▶ **DATASET CONTENT**
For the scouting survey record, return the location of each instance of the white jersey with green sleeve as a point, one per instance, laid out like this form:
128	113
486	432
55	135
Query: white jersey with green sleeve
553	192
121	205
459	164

▶ **THE PROBLEM**
Give back the full listing above, exactly as it reads.

▶ **ANSWER TO THE PROBLEM**
For the scouting survey record, return the location of each instance of the white jersey with green sleeve as a point, one per instance, laid out like this form:
128	113
486	432
55	135
Query: white jersey with green sleeve
553	192
121	205
459	164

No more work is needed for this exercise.